= GIVEN PROBLEM =
Can you copy out all the rows below with "polygon" swapped for "outline" at every occurrence, with nothing else changed and the pictures left out?

■ ■ ■ ■ ■

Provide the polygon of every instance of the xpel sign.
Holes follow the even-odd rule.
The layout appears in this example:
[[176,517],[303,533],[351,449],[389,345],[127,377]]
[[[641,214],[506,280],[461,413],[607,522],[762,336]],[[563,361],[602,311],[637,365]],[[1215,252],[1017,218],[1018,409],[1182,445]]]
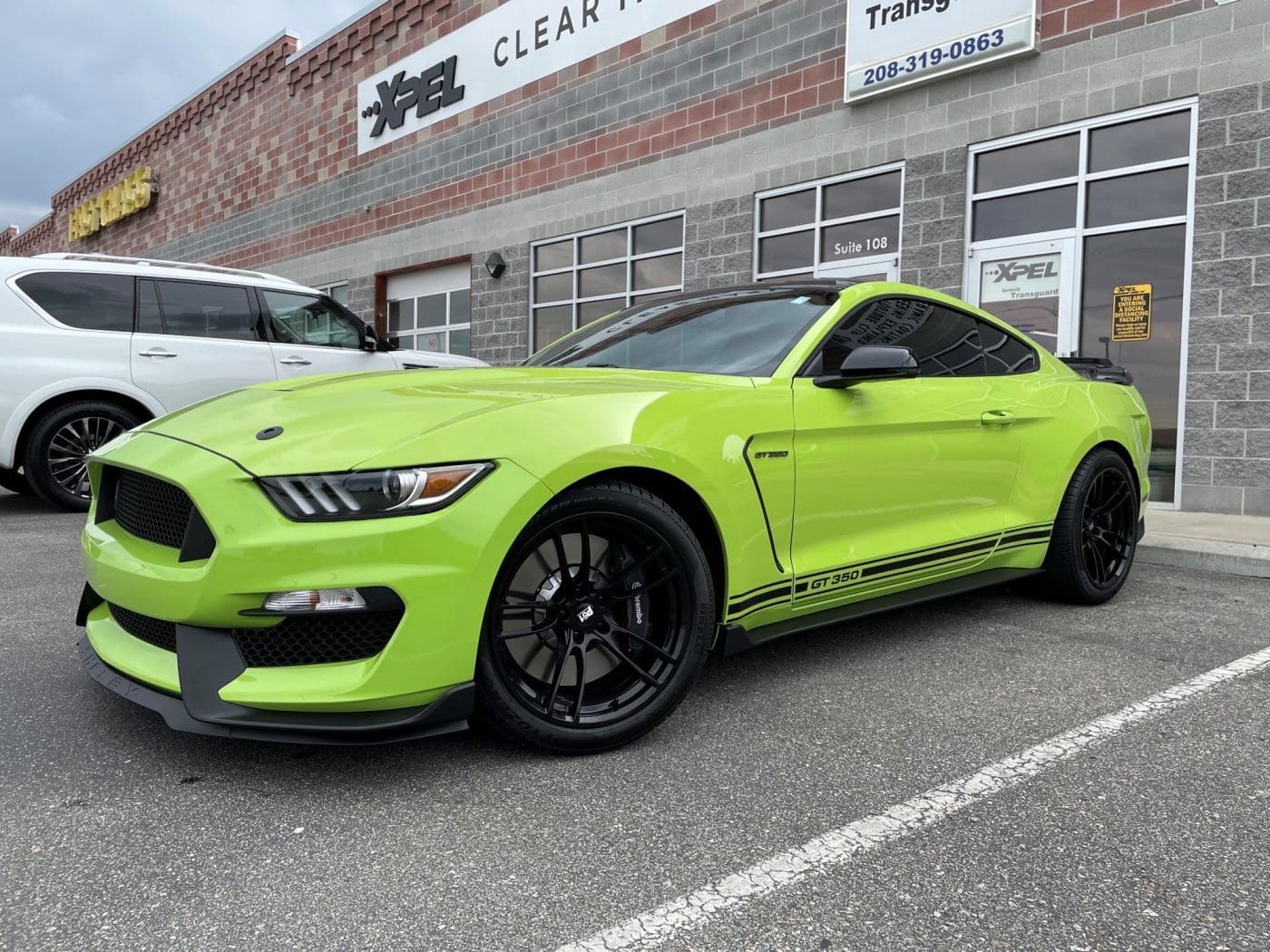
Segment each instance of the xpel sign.
[[621,46],[716,0],[508,0],[357,86],[357,151]]

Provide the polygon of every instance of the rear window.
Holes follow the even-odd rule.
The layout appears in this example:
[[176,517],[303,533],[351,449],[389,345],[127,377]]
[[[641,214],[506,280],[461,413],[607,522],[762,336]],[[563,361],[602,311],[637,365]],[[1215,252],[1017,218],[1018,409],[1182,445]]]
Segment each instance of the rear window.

■ ■ ■ ■ ■

= REPLY =
Provide the outline of every instance of the xpel sign.
Holes follow the even-odd rule.
The layout appears in this example:
[[176,517],[303,533],[351,449],[389,345],[127,377]]
[[[641,214],[506,280],[461,413],[607,522],[762,336]],[[563,361],[602,311],[637,365]],[[1215,252],[1017,218],[1018,409],[1182,445]]]
Segment each instance of the xpel sign.
[[621,46],[716,0],[508,0],[357,86],[357,151]]

Provide the outline of every instance of the rear window.
Holes follow the even-odd rule.
The layout appears in this example:
[[176,517],[303,533],[351,449],[389,345],[127,377]]
[[[641,214],[506,280],[461,413],[607,522],[762,336]],[[563,361],[602,311],[637,365]],[[1215,252],[1017,218],[1018,409],[1182,445]]]
Segment each instance of the rear window.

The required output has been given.